ABOUT THIS EXERCISE:
Which lines of the entries contain the word "target"? Please list them.

(Saved entries)
....
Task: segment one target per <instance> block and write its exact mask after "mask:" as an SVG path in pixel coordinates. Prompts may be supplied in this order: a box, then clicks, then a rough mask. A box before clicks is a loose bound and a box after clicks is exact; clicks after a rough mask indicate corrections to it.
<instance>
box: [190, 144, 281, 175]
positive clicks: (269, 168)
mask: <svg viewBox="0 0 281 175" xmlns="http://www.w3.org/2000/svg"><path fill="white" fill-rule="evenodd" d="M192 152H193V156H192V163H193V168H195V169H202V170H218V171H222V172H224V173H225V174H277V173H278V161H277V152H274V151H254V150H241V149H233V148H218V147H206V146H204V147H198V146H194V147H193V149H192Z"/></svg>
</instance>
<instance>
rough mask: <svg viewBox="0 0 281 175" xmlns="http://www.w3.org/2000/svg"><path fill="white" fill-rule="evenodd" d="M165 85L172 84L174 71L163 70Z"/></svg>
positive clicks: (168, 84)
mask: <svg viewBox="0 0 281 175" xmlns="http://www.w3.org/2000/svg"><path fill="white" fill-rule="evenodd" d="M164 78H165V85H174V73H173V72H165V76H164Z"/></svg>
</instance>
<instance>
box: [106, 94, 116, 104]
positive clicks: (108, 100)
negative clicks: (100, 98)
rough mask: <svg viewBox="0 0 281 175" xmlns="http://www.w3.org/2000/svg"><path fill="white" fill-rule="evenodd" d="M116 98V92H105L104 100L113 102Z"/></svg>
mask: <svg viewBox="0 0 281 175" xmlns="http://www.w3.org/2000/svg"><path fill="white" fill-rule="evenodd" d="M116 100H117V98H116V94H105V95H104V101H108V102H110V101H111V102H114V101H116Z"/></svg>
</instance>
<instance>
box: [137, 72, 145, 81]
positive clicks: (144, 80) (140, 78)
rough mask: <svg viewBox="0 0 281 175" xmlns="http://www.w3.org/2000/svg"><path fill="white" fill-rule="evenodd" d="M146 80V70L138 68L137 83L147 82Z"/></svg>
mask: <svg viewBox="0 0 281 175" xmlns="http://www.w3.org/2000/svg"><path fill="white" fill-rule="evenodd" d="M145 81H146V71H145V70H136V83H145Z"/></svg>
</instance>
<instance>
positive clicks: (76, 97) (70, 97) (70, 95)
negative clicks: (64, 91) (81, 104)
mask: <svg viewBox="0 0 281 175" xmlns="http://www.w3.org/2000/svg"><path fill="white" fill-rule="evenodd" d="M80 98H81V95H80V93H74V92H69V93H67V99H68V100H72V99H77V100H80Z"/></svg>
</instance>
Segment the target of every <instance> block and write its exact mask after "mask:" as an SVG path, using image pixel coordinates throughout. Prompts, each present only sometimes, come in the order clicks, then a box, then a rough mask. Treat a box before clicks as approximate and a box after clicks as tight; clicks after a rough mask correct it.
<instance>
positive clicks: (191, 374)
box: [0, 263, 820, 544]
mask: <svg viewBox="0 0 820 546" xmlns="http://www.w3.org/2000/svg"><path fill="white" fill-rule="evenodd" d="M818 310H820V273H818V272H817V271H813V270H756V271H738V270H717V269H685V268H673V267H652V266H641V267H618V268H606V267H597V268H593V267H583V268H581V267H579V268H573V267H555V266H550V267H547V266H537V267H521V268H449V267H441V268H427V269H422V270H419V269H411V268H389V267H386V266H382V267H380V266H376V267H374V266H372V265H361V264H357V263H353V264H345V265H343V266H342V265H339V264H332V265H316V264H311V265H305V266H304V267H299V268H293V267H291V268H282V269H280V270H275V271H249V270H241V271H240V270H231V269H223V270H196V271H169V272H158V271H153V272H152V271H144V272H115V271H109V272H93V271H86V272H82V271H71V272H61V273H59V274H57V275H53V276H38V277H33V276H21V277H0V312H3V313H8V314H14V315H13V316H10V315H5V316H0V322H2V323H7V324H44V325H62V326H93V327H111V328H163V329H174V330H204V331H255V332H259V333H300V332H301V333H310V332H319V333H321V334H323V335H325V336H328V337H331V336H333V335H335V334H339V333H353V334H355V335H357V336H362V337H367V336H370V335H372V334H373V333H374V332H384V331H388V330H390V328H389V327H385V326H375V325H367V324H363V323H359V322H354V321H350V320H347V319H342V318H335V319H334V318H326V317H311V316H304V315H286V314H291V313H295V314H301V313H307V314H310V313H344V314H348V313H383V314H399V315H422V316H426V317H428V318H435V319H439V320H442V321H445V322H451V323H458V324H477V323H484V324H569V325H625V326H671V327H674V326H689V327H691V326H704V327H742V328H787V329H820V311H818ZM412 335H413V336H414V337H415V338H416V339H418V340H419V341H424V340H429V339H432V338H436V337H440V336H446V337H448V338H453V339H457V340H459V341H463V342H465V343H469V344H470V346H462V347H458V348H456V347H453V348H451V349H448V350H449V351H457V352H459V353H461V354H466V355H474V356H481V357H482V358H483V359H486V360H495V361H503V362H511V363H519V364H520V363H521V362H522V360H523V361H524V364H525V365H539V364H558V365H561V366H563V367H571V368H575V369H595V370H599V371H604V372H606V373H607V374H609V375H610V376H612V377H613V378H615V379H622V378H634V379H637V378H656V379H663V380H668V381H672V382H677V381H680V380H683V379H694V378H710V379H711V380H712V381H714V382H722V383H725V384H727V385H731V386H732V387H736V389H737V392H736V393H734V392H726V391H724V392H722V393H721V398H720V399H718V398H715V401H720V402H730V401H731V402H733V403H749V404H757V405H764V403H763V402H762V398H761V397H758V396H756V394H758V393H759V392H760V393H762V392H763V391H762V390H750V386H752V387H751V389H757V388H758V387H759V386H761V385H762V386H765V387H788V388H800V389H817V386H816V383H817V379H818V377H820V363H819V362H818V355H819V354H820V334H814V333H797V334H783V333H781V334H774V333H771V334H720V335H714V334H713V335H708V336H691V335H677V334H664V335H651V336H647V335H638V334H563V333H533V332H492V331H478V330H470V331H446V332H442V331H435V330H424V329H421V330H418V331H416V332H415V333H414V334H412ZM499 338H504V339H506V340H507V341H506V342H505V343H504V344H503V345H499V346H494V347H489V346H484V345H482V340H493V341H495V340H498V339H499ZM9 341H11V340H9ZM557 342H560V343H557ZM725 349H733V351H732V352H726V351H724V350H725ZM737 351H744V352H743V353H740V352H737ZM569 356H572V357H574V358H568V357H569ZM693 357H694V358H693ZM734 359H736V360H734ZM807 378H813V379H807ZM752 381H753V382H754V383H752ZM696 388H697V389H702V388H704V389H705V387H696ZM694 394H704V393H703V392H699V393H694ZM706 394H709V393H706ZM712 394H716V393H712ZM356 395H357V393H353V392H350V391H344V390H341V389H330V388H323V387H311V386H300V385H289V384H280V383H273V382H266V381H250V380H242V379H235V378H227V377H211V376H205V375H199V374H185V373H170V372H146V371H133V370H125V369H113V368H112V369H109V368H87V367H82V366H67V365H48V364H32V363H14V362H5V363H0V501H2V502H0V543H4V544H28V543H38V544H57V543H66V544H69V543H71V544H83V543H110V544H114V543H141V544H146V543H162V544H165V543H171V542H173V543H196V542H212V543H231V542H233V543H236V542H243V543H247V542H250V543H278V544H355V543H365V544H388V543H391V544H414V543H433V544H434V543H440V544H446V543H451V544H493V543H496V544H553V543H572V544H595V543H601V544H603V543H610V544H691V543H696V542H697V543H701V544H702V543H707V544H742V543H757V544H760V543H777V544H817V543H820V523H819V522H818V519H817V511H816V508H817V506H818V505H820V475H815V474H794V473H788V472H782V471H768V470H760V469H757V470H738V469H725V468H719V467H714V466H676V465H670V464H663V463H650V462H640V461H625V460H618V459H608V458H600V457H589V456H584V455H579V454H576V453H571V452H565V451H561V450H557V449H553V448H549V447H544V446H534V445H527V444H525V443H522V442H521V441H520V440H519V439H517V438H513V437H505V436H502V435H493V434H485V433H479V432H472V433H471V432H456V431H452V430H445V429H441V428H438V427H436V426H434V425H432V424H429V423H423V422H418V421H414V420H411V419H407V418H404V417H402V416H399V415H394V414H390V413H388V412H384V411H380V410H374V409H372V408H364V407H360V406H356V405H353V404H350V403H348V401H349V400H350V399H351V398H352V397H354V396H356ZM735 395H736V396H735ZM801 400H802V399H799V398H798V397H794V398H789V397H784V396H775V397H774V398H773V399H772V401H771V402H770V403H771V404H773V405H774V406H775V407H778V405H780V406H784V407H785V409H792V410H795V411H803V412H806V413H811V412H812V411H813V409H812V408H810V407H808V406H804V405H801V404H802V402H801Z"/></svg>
....
RESPONSE TO THIS TASK:
Task: segment one target per <instance> block and write its exact mask after "mask:" as an SVG path in pixel coordinates. Prompts may be supplied in this order: a box, then clicks, then a rough mask. A box before clicks is a loose bound and a box after clicks is exact; clicks after a rough mask indicate corrections to it.
Segment the target of every <instance> block and write its exact mask after "mask:" as an SVG path, using image pixel coordinates throughout. Prompts, each present only sometimes, come in the order clicks, then a box, then a rough mask. Treat a box before clicks as approximate and a box after clicks as tight; clicks after a rough mask correct it.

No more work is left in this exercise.